NGL Services. The Partnership owns a 30% membership interest in Lone Star, an entity owning a diverse set of midstream energy assets including NGL pipelines, storage, fractionation and processing facilities located in Texas, New Mexico, Mississippi and Louisiana.
Contract Services. The Partnership owns and operates a fleet of compressors used to provide turn-key natural gas compression services for customer specific systems. The Partnership also owns and operates a fleet of equipment used to provide treating services, such as carbon dioxide and hydrogen sulfide removal, natural gas cooling, dehydration and BTU management.
Natural Resources. The Partnership is involved in the management of coal and natural resources properties and the related collection of royalties. The Partnership also earns revenues from other land management activities, such as selling standing timber, leasing coal-related infrastructure facilities, and collecting oil and gas royalties. This segment also included the Partnership’s 50% interest in Coal Handling, which owns and operates end-user coal handling facilities. The Partnership purchased the remaining 50% interest in these companies effective December 31, 2014.
Corporate. The Corporate segment comprises the Partnership’s corporate assets.
The Partnership accounts for intersegment revenues as if the revenues were to third parties, exclusive of certain cost of capital charges.
Management evaluates the performance of each segment and makes capital allocation decisions through the separate consideration of segment margin and operation and maintenance expenses. Segment margin, for the Gathering and Processing and the Natural Gas Transportation segments is defined as total revenues, including service fees, less cost of sales. In the Contract Services segment, segment margin is defined as revenues less direct costs. The Natural Resources segment margin is generally equal to total revenues
as there is typically minimal cost of sales associated with the management and leasing of properties.

> _Problem set_:
1) Answer these questions about the passage on business segments:
(a) What percentage membership interest does the Partnership own in Lone Star?
(b) As of what date did the Partnership buy the remaining 50% interest in Coal Handling?
(c) How is segment margin defined in the Contract Services segment?
2) Rewrite the paragraph of the passage on business segments that begins "Natural Resources." as a short bulleted list, keeping its main facts.
The material after this passage is not needed for this work.

Outline records of named regions
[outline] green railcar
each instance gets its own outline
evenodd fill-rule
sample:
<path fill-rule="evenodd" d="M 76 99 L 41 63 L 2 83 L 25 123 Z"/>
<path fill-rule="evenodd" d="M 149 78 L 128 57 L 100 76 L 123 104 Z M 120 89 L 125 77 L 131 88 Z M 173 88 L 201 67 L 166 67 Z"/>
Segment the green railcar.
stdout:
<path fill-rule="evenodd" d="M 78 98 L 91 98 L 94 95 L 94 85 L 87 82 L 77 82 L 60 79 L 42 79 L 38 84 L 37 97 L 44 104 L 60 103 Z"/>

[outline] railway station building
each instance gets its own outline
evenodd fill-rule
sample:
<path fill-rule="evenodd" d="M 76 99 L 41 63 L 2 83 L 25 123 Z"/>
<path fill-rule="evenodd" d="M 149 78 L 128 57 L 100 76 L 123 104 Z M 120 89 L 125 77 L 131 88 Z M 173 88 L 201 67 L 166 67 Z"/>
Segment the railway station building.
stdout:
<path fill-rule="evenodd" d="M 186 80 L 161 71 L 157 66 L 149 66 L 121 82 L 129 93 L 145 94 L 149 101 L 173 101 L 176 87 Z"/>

> _Task answers_:
1)
(a) 30%
(b) December 31, 2014
(c) Revenues less direct costs

2)
- Manages coal and natural resources properties and collects the related royalties.
- Earns revenue from other land management activities: selling standing timber, leasing coal-related infrastructure facilities and collecting oil and gas royalties.
- Included a 50% interest in Coal Handling, which owns and operates end-user coal handling facilities.
- The Partnership bought the remaining 50% of these companies effective December 31, 2014.